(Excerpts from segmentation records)
==========

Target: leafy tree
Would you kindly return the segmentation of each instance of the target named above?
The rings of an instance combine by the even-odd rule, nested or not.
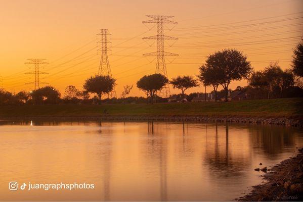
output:
[[[137,82],[137,86],[143,90],[148,98],[151,98],[151,103],[153,104],[153,100],[155,93],[157,90],[161,90],[168,82],[168,79],[160,74],[154,74],[144,76]]]
[[[57,104],[60,98],[59,91],[51,86],[45,86],[33,90],[31,95],[35,104]]]
[[[19,103],[25,103],[28,100],[30,95],[28,92],[22,91],[17,93],[15,96]]]
[[[217,92],[219,87],[220,78],[220,70],[214,67],[209,67],[205,65],[199,68],[200,74],[198,75],[200,80],[205,86],[212,86],[214,92],[214,100],[217,102]]]
[[[253,73],[248,79],[249,85],[253,87],[262,88],[268,85],[264,74],[261,71]]]
[[[283,71],[277,62],[271,63],[268,67],[265,68],[263,74],[268,84],[269,99],[271,97],[271,88],[273,86],[279,85],[282,73]]]
[[[77,97],[80,97],[82,99],[89,99],[90,94],[86,90],[78,90],[77,92]]]
[[[253,73],[249,79],[249,85],[259,89],[267,89],[267,97],[271,92],[275,97],[282,97],[285,90],[293,85],[294,77],[291,71],[283,71],[277,63],[272,63],[264,71]]]
[[[286,70],[282,73],[282,81],[280,83],[281,96],[282,94],[284,93],[285,89],[290,86],[293,86],[294,84],[294,78],[291,70]]]
[[[170,81],[174,88],[178,88],[181,90],[182,93],[182,103],[184,103],[184,92],[188,88],[198,86],[197,80],[193,77],[190,76],[179,76],[176,78],[173,78]]]
[[[252,71],[247,57],[234,49],[227,49],[208,56],[205,66],[218,71],[215,80],[225,90],[225,101],[228,97],[228,87],[233,80],[248,78]]]
[[[0,89],[0,105],[6,105],[12,104],[13,94],[4,89]]]
[[[292,71],[296,76],[303,77],[303,38],[297,44],[292,56]]]
[[[65,88],[64,98],[71,100],[78,98],[79,90],[74,85],[68,85]]]
[[[83,88],[87,92],[96,93],[101,104],[102,95],[111,91],[115,84],[116,79],[109,76],[96,75],[86,79]]]
[[[123,91],[122,91],[122,94],[121,95],[122,98],[125,98],[127,95],[129,94],[131,92],[131,90],[133,89],[133,85],[126,85],[123,86]]]

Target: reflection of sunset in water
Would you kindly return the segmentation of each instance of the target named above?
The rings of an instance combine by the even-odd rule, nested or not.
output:
[[[229,200],[303,145],[298,129],[225,123],[2,122],[3,200]],[[12,191],[19,183],[94,189]]]

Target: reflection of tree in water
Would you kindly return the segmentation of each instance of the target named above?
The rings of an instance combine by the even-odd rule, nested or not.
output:
[[[234,150],[231,150],[232,146],[229,142],[227,124],[225,126],[225,138],[220,138],[219,136],[216,124],[214,142],[210,143],[206,140],[205,144],[204,162],[209,166],[211,173],[215,174],[218,177],[224,178],[243,175],[243,173],[239,171],[250,166],[249,157],[245,156],[242,153],[233,153]]]
[[[161,133],[158,130],[155,130],[153,121],[147,122],[147,127],[150,135],[147,143],[148,157],[149,161],[159,165],[160,200],[167,200],[167,140],[161,136]]]
[[[249,128],[254,149],[262,149],[273,156],[282,152],[285,146],[294,145],[296,129],[282,126],[256,125]]]

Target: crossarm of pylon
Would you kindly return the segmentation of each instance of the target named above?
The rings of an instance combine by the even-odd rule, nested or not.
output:
[[[143,23],[159,23],[159,20],[157,19],[155,19],[153,20],[146,20],[145,21],[142,21]],[[169,20],[163,19],[161,20],[161,23],[163,24],[178,24],[178,22],[172,21]]]
[[[157,18],[159,18],[159,17],[160,17],[162,19],[171,18],[174,18],[174,16],[154,16],[152,15],[148,15],[146,16],[148,17],[149,18],[154,18],[154,19],[157,19]]]
[[[158,56],[158,55],[159,55],[159,53],[158,52],[153,52],[153,53],[148,53],[148,54],[143,54],[143,56]],[[178,55],[178,54],[173,54],[172,53],[165,52],[163,52],[163,56],[179,56],[179,55]]]
[[[165,40],[178,40],[178,38],[172,37],[171,36],[166,36],[166,35],[155,35],[151,36],[147,36],[146,37],[142,38],[143,39],[165,39]]]

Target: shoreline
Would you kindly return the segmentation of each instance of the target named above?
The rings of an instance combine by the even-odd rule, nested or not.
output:
[[[253,186],[250,193],[235,200],[303,200],[303,148],[298,150],[295,157],[282,161],[264,175],[265,183]]]
[[[243,116],[207,115],[109,115],[102,116],[44,116],[0,117],[0,121],[168,121],[208,122],[247,123],[262,125],[303,127],[303,117],[271,117]]]

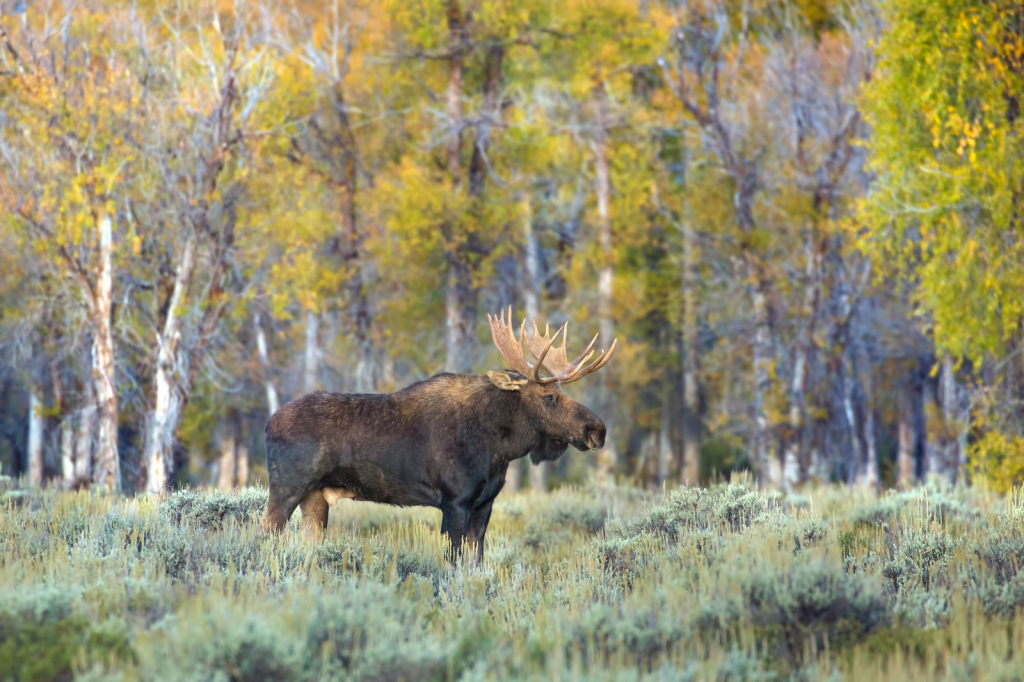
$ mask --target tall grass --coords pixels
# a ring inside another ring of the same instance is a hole
[[[0,677],[1021,679],[1024,498],[504,496],[482,566],[439,514],[343,502],[322,542],[266,492],[0,492]]]

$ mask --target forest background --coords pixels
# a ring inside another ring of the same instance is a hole
[[[304,392],[618,339],[509,486],[1024,478],[1010,0],[0,0],[0,463],[265,480]]]

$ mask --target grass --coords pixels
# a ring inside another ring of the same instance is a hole
[[[265,500],[0,482],[0,679],[1022,679],[1020,493],[524,493],[454,569],[434,510]]]

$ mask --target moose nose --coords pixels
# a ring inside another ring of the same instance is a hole
[[[591,450],[601,450],[604,447],[604,424],[587,427],[587,444]]]

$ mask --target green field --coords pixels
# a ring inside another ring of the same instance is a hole
[[[1024,678],[1024,501],[743,481],[502,496],[479,567],[439,513],[342,502],[322,543],[266,492],[17,489],[0,506],[12,680]]]

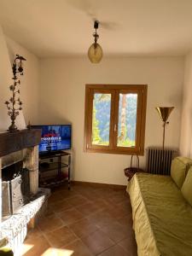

==========

REQUIREMENTS: Arrange every line of the listing above as a Markdown table with the columns "Row" and "Line," numbering the rows and leaving out blank lines and pictures.

RESULT FOR THIS EXERCISE:
| Row | Line |
|---|---|
| 1 | Target: leafy tree |
| 2 | Would you kindly return the segmentation of each instance of the target named above? |
| 3 | The rings of an instance combine by the even-odd rule, nested or not. |
| 4 | output: |
| 5 | [[[137,82],[137,86],[143,90],[148,98],[151,98],[151,103],[153,104],[153,100],[155,93],[157,90],[161,90],[168,82],[168,79],[160,74],[154,74],[144,76]]] |
| 6 | [[[57,104],[60,98],[59,91],[51,86],[45,86],[33,90],[31,95],[35,104]]] |
| 7 | [[[19,103],[25,103],[28,100],[30,95],[28,92],[22,91],[17,93],[15,96]]] |
| 8 | [[[217,92],[219,87],[220,78],[220,70],[214,67],[209,67],[205,65],[199,68],[200,74],[198,75],[200,80],[205,86],[212,86],[214,92],[214,100],[217,102]]] |
| 9 | [[[253,73],[248,79],[249,85],[253,87],[262,88],[268,85],[264,74],[261,71]]] |
| 10 | [[[283,71],[277,62],[271,63],[268,67],[265,68],[263,74],[268,84],[269,99],[271,97],[271,88],[273,86],[279,85],[282,73]]] |
| 11 | [[[77,97],[80,97],[82,99],[89,99],[90,94],[86,90],[78,90],[77,92]]] |
| 12 | [[[253,73],[249,79],[249,85],[259,89],[267,89],[267,97],[271,92],[275,97],[282,97],[285,90],[293,85],[294,77],[291,71],[283,71],[277,63],[272,63],[264,71]]] |
| 13 | [[[286,70],[282,73],[282,81],[280,83],[281,96],[282,94],[284,93],[285,89],[290,86],[293,86],[294,84],[294,78],[291,70]]] |
| 14 | [[[170,81],[174,88],[178,88],[181,90],[182,93],[182,103],[184,103],[184,92],[188,88],[198,86],[197,80],[193,77],[190,76],[179,76],[176,78],[173,78]]] |
| 15 | [[[252,71],[247,57],[234,49],[227,49],[208,56],[205,66],[218,71],[215,80],[225,90],[225,101],[228,97],[228,87],[233,80],[248,78]]] |
| 16 | [[[0,89],[0,105],[6,105],[12,104],[13,94],[4,89]]] |
| 17 | [[[292,71],[296,76],[303,77],[303,38],[297,44],[292,56]]] |
| 18 | [[[65,88],[64,98],[71,100],[78,98],[79,90],[74,85],[68,85]]] |
| 19 | [[[83,88],[87,92],[96,93],[101,104],[102,95],[111,91],[115,84],[116,79],[109,76],[96,75],[86,79]]] |
| 20 | [[[123,91],[122,91],[122,94],[121,95],[122,98],[125,98],[127,95],[129,94],[131,92],[131,90],[133,89],[133,85],[126,85],[123,86]]] |
| 21 | Target: reflection of sunset in water |
| 22 | Would you kindly return the segmentation of each instance of the target named above? |
| 23 | The rings of an instance combine by the even-odd rule, nested or not. |
| 24 | output: |
| 25 | [[[229,200],[303,145],[298,129],[225,123],[2,122],[3,200]],[[12,191],[19,183],[94,189]]] |
| 26 | Target: reflection of tree in water |
| 27 | Would you kindly return the segmentation of each instance of the target named above? |
| 28 | The rings of an instance combine by the even-odd rule, nested or not. |
| 29 | output: |
| 30 | [[[234,150],[231,150],[232,146],[229,142],[227,124],[225,126],[225,138],[220,138],[219,136],[216,124],[214,142],[210,143],[206,140],[205,144],[204,162],[209,166],[211,173],[215,174],[218,177],[224,178],[243,175],[243,173],[239,171],[250,166],[249,157],[245,156],[242,153],[233,153]]] |
| 31 | [[[161,133],[158,130],[155,130],[153,121],[147,122],[147,127],[150,135],[147,143],[148,157],[149,161],[159,165],[160,200],[167,200],[167,140],[161,136]]] |
| 32 | [[[249,128],[254,149],[262,149],[273,156],[282,152],[285,146],[294,145],[296,129],[282,126],[256,125]]] |
| 33 | Target: crossarm of pylon |
| 34 | Would you kindly return the segmentation of each instance of the target named above? |
| 35 | The rings of an instance combine by the even-odd rule, nested or not. |
| 36 | output: |
| 37 | [[[143,23],[159,23],[159,20],[157,19],[155,19],[153,20],[146,20],[145,21],[142,21]],[[169,20],[163,19],[161,20],[161,23],[163,24],[178,24],[178,22],[172,21]]] |
| 38 | [[[157,18],[159,18],[159,17],[160,17],[162,19],[171,18],[174,18],[174,16],[154,16],[152,15],[148,15],[146,16],[148,17],[149,18],[154,18],[154,19],[157,19]]] |
| 39 | [[[158,56],[158,55],[159,55],[159,53],[158,52],[153,52],[153,53],[148,53],[148,54],[143,54],[143,56]],[[178,55],[178,54],[173,54],[172,53],[165,52],[163,52],[163,56],[179,56],[179,55]]] |
| 40 | [[[165,40],[178,40],[178,38],[172,37],[171,36],[166,36],[166,35],[155,35],[151,36],[147,36],[146,37],[142,38],[143,39],[165,39]]] |
| 41 | Target: shoreline |
| 42 | Would you kindly return the segmentation of each instance of the target named above? |
| 43 | The rings of an instance combine by the even-odd rule, nested or not. |
| 44 | output: |
| 45 | [[[253,186],[250,193],[235,200],[303,200],[303,148],[298,150],[295,157],[282,161],[264,175],[265,183]]] |
| 46 | [[[243,116],[207,115],[109,115],[102,116],[44,116],[0,117],[0,121],[168,121],[208,122],[247,123],[262,125],[303,127],[303,117],[271,117]]] |
| 47 | $ mask --target tall grass --coords pixels |
| 48 | # a ring inside another ring of the same instance is a hole |
| 49 | [[[0,677],[1021,679],[1024,498],[504,496],[482,566],[439,514],[343,502],[322,542],[266,492],[0,492]]] |
| 50 | $ mask --target forest background --coords pixels |
| 51 | # a ring inside another ring of the same instance is a hole |
| 52 | [[[304,392],[618,339],[509,486],[1024,478],[1010,0],[0,0],[0,463],[265,480]]] |
| 53 | $ mask --target grass --coords pixels |
| 54 | # a ring inside another ring of the same instance is a hole |
| 55 | [[[265,500],[0,482],[0,679],[1022,679],[1020,493],[524,493],[454,569],[434,510]]] |
| 56 | $ mask --target moose nose --coords pixels |
| 57 | # a ring inside another ring of the same instance is a hole |
| 58 | [[[591,450],[601,450],[604,447],[604,424],[587,427],[587,444]]] |
| 59 | $ mask --target green field --coords pixels |
| 60 | # a ring inside another ring of the same instance is a hole |
| 61 | [[[1024,678],[1024,501],[743,481],[502,496],[479,567],[439,513],[342,502],[322,543],[266,492],[17,489],[0,506],[12,680]]] |